• _Text excerpt_

Other places, like Italy near Nepal, faces the other obvious problem: the closer the heat energy from Earth is to the surface, the bigger is the risk that it will erupt. This tends to discourage investors, knowing that this mountain could blow up one day and tkae their plant with them, and that any activity that disrupts the mountain could trigger this disruption.

Similar proplems apply to most of the globe: the firebelt is too hot and liable to earthquakes already for power plants, the other places are too cold or too deep down to be worth it.

Yellowstone is both a national park and far too remote to be practical. Aside from the fact that Yellowstone is a huge problem that, on the day it will blow (we know it will, we just don’t know the date), the whole northern hemisphere will be fucked up big time.

14

Yes. This agrees with what I said.

15

A very good animation. It covers the subject well. There are a couple of points to emphasise that could easily be missed as they go past very quickly in the commentary.

The rock is not heated by the earth’s core, and is not connected to a geologically active region. The source is commonly called a “hot rock” and there are two critical things that have to right for it to work. The rock is granite - granite is naturally radioactive, and thus self heating. The target rock is hotter than the structures beneath it, until you get very deep. The rock is insulated from its surrounds by lighter poor conducting strata, usually limestone. It is this insulation that allows the hot rock to heat up over time, from self heating. Not heat flow from the depths.

There are a few limitations to the technique. As the animation described, the rock is cooled, and eventually the region becomes too cool to be useful. The expected technique is to drill a ring of wells around a power generator and to rotate between the wells, initially drilling a new well when the old one goes cold, but with the expectation that eventually the very old one might regenerate enough heat to cycle back to it. (although the time needed is so long that technology will have probably advanced past the whole idea.) The other limitation is that at these temperatures and pressures, water is very reactive, and cheerfully reacts with the rock and leads to choking of the flow pathways, limiting the life of the well.

The big hope here in Oz with hot rocks, is that due to our geology, we are blessed with a large number of such rocks in the centre of the country. In this we are unusual. So, this isn’t really an example of the OP’s scenario, rather it is another special case of local geology making a geological thermal resource viable. The example constanze gave in Bavaria is another lucky bit of geology.

16

Well as a share of renewable electricity generation it is not insignificant. More than 22% as much of wind’s generating contribution and 4x as much as solar’s. “The United States leads the world in installed geothermal” and its costs are on the same range as other renewables. Like wind however it may be everywhere but the resource is better in some places than others. There is a lot of planned increase in capacity. It just flies under most people’s radars.

• _Data section_
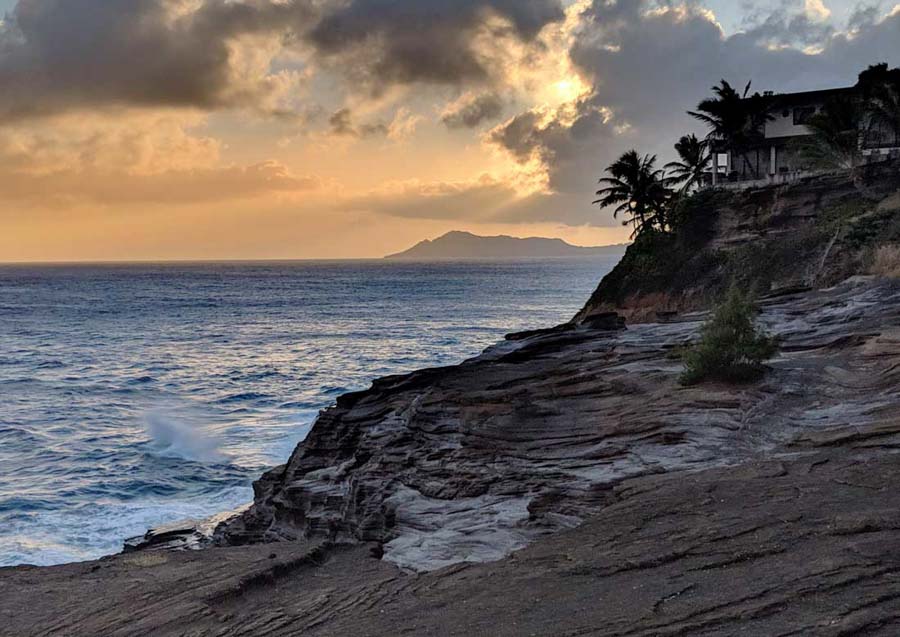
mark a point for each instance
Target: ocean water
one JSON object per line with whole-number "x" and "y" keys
{"x": 137, "y": 395}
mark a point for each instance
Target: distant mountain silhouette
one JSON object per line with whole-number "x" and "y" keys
{"x": 465, "y": 245}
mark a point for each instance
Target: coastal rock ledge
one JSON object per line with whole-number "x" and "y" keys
{"x": 472, "y": 462}
{"x": 768, "y": 509}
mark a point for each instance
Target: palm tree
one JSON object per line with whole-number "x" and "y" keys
{"x": 833, "y": 143}
{"x": 880, "y": 89}
{"x": 695, "y": 160}
{"x": 736, "y": 119}
{"x": 636, "y": 188}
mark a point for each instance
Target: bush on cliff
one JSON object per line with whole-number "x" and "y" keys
{"x": 731, "y": 347}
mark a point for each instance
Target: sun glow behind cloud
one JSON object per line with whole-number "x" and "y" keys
{"x": 161, "y": 128}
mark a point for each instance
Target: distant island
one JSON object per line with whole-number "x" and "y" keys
{"x": 465, "y": 245}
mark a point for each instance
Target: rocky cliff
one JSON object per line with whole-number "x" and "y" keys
{"x": 812, "y": 233}
{"x": 623, "y": 503}
{"x": 474, "y": 461}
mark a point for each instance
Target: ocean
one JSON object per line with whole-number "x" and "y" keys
{"x": 138, "y": 395}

• _Task set_
(1) From the geothermal thread, return the part that opens with the words containing "Other places, like" and closes with "what I said.".
(2) In one to three sentences, explain why the granite "hot rock" described in the geothermal thread heats up over time.
The rows are separate material from the geothermal thread.

• _Responses_
(1)
Other places, like Italy near Nepal, faces the other obvious problem: the closer the heat energy from Earth is to the surface, the bigger is the risk that it will erupt. This tends to discourage investors, knowing that this mountain could blow up one day and tkae their plant with them, and that any activity that disrupts the mountain could trigger this disruption.

Similar proplems apply to most of the globe: the firebelt is too hot and liable to earthquakes already for power plants, the other places are too cold or too deep down to be worth it.

Yellowstone is both a national park and far too remote to be practical. Aside from the fact that Yellowstone is a huge problem that, on the day it will blow (we know it will, we just don’t know the date), the whole northern hemisphere will be fucked up big time.

14

Yes. This agrees with what I said.

(2) Granite is naturally radioactive, so it heats itself. Lighter, poorly conducting strata, usually limestone, insulate it from its surroundings. That insulation lets the rock's own heat build up over time, rather than heat flowing up from the depths.